## [Text under study]
The thing about chemo drugs is they're not like other medications. Some are unstable — you can't prepare them in advance, they need to be done right before administration. The lab is closed Sundays, so Monday capacity has to be reduced. Drug shipments arrive on fixed schedules. And different oncologists have different clinic patterns: some see all their patients in the morning on specific days, which means the type of cancer you have partly dictates when you can be scheduled.

The Excel file couldn't model any of this. It was just a calendar with no constraints.

How It Got Built

I offered to build a replacement and donate it. No budget discussions, no procurement, no committees — just an MVP that either worked or didn't. If it flopped, nobody lost anything. That framing kept it alive long enough to actually ship.

What SGFar Actually Does

The scheduler works on multiple constraints simultaneously. Number of chairs in each hospital. Drug shipping windows. Stability requirements for specific medications. The Monday capacity reduction. Doctor scheduling patterns by cancer type.

Each hospital gets a baseline number of slots proportional to their chair capacity. The ticketing system is for changes — requesting extra appointments, swapping times, handling edge cases. The central pharmacist sees all requests, can approve, reject, or ask for more information. It turned into something like a forum, a Q&A system running in pseudo real-time via database polling. Every request tracked, every decision logged, full audit trail.

## [Work instruction]
Continue the account of building the chemotherapy scheduling tool from its last paragraph, in the same first-person voice.

## [Supplied data]
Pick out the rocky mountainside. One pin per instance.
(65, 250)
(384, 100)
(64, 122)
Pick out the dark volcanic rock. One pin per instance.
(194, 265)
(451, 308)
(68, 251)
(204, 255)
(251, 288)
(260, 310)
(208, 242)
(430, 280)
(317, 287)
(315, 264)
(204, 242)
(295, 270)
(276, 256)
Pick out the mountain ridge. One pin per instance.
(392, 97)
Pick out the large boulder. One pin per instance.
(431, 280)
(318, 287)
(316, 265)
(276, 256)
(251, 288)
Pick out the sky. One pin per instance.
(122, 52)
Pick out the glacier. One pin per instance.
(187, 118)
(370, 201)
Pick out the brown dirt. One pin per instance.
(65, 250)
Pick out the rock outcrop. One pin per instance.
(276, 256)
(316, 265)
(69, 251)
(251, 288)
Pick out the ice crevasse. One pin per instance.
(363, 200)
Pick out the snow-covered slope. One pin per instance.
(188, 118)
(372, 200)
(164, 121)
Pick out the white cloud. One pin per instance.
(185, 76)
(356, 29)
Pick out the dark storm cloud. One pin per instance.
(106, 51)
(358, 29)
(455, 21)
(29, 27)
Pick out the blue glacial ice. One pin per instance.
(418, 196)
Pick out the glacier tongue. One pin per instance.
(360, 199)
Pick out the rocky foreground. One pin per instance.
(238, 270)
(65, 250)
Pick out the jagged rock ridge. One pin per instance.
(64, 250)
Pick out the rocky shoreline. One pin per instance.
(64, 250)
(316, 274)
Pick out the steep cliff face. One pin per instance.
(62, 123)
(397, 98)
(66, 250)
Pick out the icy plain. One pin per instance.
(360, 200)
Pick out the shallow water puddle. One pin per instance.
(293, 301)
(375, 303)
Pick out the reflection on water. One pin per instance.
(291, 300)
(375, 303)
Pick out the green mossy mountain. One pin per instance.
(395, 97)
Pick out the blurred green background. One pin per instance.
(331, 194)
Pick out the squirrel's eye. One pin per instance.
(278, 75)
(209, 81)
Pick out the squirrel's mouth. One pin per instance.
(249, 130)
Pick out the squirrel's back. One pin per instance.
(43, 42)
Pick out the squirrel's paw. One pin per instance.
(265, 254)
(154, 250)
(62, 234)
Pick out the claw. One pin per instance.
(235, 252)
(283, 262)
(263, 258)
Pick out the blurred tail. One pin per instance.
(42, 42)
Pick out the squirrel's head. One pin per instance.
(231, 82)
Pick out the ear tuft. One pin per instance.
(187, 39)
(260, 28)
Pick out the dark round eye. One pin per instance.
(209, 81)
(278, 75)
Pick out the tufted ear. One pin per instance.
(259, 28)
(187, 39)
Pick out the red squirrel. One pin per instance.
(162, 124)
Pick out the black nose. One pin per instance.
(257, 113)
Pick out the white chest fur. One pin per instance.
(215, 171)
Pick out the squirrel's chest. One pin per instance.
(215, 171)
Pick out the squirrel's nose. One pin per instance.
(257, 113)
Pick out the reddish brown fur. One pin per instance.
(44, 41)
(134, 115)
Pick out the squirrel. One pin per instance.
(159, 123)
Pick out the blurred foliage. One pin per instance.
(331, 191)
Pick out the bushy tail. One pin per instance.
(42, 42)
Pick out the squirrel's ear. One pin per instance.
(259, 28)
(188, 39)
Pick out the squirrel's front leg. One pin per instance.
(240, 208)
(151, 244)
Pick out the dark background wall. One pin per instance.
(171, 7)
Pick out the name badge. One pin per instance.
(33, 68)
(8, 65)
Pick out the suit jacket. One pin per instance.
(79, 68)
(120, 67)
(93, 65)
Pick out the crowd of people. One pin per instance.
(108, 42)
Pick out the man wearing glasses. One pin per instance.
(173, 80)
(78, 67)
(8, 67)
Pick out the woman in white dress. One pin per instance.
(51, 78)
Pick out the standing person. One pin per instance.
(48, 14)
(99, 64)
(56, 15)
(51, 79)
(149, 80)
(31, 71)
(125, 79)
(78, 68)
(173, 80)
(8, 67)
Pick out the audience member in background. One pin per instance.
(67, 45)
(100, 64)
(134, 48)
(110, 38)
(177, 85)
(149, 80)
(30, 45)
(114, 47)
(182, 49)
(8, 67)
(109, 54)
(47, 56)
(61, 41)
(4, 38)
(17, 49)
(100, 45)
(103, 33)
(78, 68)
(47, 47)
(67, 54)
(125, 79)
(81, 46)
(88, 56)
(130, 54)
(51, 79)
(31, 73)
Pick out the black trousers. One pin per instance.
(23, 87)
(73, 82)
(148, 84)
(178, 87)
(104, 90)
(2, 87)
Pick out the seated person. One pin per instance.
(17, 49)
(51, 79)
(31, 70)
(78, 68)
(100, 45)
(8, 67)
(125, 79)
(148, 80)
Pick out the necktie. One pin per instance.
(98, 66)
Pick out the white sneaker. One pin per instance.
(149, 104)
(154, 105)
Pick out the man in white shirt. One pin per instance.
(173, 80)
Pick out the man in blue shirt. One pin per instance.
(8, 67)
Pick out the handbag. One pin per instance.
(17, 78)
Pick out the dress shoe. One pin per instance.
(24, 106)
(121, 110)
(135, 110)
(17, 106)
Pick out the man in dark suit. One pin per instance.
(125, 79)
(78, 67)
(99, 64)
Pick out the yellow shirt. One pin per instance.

---

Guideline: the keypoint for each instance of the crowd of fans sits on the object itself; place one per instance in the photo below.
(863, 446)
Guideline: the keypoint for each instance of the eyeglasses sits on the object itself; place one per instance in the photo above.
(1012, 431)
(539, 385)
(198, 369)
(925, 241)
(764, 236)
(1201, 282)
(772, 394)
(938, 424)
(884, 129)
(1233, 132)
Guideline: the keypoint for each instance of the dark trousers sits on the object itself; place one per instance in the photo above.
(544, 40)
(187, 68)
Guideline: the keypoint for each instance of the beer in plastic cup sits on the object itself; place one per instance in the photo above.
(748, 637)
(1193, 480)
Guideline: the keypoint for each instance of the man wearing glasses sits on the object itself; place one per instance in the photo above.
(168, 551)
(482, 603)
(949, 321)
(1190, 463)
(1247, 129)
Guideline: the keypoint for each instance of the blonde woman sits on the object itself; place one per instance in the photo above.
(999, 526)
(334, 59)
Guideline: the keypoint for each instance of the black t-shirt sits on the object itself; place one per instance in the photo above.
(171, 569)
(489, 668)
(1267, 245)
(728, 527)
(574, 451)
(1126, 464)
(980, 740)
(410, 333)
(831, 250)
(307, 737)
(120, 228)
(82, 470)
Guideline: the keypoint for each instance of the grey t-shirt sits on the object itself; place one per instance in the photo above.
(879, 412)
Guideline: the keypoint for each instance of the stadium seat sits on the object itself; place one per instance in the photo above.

* * *

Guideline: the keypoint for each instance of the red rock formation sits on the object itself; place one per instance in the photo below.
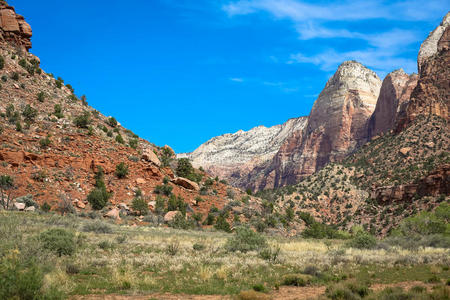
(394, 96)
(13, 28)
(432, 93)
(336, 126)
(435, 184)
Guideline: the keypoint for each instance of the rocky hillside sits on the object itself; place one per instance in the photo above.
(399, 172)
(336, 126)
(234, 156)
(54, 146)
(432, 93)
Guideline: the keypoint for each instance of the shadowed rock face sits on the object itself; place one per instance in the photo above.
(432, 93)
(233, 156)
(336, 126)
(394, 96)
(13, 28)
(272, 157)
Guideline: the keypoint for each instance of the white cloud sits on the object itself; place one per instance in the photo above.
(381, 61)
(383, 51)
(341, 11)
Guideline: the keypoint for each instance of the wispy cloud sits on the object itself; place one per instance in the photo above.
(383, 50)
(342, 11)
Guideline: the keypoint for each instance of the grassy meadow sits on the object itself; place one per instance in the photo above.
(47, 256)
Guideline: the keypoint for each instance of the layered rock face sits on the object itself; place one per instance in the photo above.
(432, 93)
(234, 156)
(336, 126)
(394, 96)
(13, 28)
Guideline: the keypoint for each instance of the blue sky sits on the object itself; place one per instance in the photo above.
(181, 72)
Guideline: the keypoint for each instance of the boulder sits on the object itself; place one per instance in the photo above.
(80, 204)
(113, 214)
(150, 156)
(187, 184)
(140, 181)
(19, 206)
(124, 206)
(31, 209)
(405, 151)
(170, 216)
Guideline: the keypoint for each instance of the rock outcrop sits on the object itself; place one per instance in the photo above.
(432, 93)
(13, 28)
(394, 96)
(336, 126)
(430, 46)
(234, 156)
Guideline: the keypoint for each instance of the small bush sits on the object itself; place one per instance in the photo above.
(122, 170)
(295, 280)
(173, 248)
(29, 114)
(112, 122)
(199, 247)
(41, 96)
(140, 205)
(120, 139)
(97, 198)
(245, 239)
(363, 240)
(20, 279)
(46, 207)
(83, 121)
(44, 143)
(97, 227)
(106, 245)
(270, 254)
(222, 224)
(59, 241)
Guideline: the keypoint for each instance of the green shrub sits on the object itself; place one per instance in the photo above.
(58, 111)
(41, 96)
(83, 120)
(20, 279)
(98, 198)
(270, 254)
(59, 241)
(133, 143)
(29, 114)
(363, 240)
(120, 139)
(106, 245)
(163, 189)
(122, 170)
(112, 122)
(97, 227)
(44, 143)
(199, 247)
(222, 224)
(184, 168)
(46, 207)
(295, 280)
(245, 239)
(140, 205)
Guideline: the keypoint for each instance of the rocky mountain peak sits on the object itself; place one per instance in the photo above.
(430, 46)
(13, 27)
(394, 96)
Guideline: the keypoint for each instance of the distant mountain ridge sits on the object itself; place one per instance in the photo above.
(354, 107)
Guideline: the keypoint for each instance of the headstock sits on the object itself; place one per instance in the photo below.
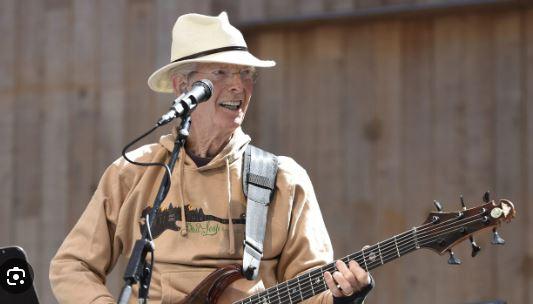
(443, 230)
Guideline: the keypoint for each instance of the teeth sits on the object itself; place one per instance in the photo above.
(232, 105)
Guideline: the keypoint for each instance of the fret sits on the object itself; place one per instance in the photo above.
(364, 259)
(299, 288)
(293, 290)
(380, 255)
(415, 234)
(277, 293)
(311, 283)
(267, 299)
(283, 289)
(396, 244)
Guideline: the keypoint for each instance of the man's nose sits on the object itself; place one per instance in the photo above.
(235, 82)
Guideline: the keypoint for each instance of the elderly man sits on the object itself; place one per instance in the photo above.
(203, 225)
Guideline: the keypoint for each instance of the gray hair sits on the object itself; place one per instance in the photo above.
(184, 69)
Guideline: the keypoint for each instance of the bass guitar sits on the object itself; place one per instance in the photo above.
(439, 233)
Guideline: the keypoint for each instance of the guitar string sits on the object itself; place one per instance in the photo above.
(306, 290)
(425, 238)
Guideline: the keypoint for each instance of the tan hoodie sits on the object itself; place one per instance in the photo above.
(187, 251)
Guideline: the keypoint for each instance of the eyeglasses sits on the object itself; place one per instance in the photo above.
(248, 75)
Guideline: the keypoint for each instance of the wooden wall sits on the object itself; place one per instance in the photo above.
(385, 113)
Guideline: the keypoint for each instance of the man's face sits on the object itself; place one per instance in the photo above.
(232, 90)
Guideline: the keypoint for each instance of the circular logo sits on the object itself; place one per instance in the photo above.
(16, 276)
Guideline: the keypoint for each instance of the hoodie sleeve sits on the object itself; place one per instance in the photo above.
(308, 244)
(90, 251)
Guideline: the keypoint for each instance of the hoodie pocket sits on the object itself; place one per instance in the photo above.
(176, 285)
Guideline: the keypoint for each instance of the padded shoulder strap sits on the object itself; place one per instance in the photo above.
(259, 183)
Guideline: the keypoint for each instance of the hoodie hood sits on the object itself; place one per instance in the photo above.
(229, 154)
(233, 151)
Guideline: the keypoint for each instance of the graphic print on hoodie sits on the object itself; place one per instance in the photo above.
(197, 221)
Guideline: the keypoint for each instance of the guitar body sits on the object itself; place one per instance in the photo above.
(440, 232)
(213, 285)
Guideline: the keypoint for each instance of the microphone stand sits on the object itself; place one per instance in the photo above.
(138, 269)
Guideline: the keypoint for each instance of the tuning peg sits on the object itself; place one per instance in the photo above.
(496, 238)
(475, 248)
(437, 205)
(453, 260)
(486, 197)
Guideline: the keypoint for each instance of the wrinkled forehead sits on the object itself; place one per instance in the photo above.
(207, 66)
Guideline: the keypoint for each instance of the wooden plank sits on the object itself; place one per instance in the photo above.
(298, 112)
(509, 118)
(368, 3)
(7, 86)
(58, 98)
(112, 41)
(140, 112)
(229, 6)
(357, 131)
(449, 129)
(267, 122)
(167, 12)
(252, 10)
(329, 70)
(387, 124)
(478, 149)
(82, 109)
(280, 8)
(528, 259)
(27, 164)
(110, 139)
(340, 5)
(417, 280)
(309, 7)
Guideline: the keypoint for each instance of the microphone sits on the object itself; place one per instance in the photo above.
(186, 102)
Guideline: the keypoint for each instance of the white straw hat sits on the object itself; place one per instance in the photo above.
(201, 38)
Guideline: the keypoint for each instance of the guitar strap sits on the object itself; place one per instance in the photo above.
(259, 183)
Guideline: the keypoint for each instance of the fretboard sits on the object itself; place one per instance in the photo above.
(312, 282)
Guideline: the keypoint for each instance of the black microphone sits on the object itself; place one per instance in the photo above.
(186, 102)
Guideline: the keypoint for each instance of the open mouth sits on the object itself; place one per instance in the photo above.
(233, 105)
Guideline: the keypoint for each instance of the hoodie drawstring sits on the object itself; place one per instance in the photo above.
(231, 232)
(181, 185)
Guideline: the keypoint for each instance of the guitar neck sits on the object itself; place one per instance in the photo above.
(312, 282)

## [The answer]
The name stands for Sistema Gestione Farmaci Antiblastici. I came up with it at some ungodly hour and just needed something that fit in a URL.

What I Learned

Healthcare software hits different. You're not optimizing click-through rates. When a pharmacist has to call a patient to reschedule, that's someone with cancer hearing their treatment is delayed. That changes how you think about edge cases.

The system ran in production for several months before they bought an enterprise replacement — which is the actual win. A solo MVP on zero budget forced the organization to acknowledge the problem and solve it properly. The Excel file is gone. That was the point.